━━━━━ GIVEN RECORDS

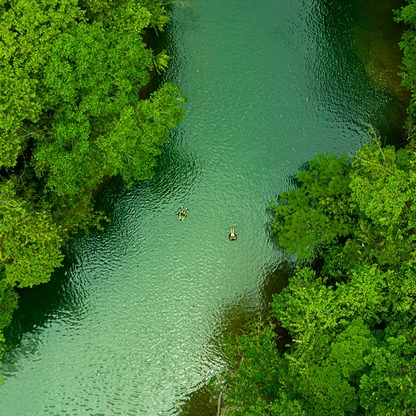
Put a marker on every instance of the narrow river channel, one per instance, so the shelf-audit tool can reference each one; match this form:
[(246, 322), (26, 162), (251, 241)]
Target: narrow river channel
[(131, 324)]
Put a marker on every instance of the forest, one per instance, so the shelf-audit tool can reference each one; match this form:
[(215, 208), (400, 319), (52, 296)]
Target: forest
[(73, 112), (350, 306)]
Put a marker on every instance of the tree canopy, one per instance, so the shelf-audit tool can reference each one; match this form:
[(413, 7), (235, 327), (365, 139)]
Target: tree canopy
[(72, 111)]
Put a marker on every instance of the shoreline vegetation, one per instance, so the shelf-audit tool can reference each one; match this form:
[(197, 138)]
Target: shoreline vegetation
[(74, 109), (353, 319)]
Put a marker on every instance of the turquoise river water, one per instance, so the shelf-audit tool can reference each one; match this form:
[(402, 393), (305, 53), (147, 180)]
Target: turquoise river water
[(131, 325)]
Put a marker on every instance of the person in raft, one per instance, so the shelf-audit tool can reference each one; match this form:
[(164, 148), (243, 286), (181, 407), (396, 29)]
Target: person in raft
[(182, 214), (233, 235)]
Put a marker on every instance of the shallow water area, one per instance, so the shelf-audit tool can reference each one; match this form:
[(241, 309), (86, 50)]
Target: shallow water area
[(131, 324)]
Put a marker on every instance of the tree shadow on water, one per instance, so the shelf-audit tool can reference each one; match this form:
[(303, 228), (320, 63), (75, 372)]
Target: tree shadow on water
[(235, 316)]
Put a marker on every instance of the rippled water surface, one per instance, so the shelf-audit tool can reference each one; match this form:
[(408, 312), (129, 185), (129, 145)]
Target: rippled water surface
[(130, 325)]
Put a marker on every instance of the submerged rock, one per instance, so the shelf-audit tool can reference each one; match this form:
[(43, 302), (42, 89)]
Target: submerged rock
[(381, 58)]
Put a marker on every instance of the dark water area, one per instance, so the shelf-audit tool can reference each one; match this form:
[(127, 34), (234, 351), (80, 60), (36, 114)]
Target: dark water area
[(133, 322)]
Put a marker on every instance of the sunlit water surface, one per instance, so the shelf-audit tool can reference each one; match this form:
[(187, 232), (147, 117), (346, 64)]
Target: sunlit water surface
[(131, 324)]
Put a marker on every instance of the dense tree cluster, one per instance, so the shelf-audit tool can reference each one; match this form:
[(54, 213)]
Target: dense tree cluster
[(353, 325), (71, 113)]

━━━━━━━━━━
━━━━━ GIVEN RECORDS

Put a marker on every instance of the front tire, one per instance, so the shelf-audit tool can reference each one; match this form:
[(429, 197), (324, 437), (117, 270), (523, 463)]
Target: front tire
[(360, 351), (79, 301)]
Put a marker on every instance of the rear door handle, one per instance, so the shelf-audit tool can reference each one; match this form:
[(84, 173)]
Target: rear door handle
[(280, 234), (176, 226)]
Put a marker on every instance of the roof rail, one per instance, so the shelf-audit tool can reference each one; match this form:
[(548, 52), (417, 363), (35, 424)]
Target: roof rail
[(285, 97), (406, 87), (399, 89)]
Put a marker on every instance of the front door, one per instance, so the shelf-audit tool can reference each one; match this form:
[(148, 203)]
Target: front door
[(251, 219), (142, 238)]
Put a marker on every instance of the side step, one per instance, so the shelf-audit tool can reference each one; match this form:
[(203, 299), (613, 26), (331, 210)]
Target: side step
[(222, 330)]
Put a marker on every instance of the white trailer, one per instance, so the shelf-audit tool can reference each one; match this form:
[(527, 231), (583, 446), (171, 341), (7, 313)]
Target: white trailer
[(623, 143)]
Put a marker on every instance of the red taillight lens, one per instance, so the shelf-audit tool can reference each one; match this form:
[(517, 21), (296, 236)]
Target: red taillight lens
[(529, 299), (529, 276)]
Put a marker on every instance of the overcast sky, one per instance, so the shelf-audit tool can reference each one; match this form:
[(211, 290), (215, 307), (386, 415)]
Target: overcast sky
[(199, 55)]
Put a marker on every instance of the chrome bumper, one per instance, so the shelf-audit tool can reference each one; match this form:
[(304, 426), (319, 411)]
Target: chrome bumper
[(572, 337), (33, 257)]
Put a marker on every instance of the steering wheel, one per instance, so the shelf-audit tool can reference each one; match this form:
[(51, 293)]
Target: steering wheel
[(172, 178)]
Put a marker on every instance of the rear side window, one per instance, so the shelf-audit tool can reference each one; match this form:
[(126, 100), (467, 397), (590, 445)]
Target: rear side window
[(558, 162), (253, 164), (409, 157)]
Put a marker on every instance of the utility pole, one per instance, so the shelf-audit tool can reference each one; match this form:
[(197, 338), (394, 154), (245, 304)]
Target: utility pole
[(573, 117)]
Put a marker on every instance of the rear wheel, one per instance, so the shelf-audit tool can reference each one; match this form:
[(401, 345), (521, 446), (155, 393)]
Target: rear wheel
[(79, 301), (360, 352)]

━━━━━━━━━━

### WHAT IS REQUIRED
Using the data above, transcribe the lines that run from the line with "Put a marker on every instance of the narrow" to the line with "[(408, 312), (129, 185), (129, 145)]", both ends kept, and output nothing else.

### OUTPUT BELOW
Put a marker on every instance of the narrow river channel, one per instance, so the shelf-audit tool can reference each one; match this form:
[(246, 322), (26, 162), (251, 241)]
Target: narrow river channel
[(131, 324)]
Put a marker on every instance of the forest, one per instance, so the shelf-audit tool can reference each one; match this form:
[(215, 208), (400, 319), (52, 296)]
Target: forest
[(73, 112), (350, 306)]
Put a marker on every instance of the tree canopy, one per instance, so the shelf-audit tool can reference each one; match this form:
[(413, 7), (235, 327), (365, 139)]
Target: tree canopy
[(72, 111)]
Put a marker on every instance of the shoreline vegetation, one per instance, so the shelf-audit tool can reference each one; match this form:
[(197, 138)]
Target: shoreline vegetation
[(74, 109), (353, 319)]
Put a marker on every instance of the turquoise river water, one per instance, so the shelf-audit tool can reference each one; match this form:
[(402, 393), (305, 53), (147, 180)]
Target: turquoise river water
[(131, 325)]
Put a marker on every instance of the person in raft, one per instance, so the shelf-audit tool can reference each one; match this form:
[(164, 148), (243, 286), (181, 407), (396, 29)]
Target: person in raft
[(182, 214), (233, 235)]
Put a marker on every instance of the shallow water area, one per instance, so the shelf-audit tool can reference each one; match this form:
[(241, 309), (86, 50)]
Target: shallow water area
[(131, 324)]
Put a marker on every instance of the tree shadow on water, one per instance, so the shelf-audit tool can reference each one; match this form:
[(303, 228), (320, 63), (75, 372)]
Target: tree shadow on water
[(235, 316)]
Put a marker on every instance of the rippled water surface, one per instance, so the shelf-audit tool can reference each one; match this form:
[(408, 312), (129, 185), (129, 145)]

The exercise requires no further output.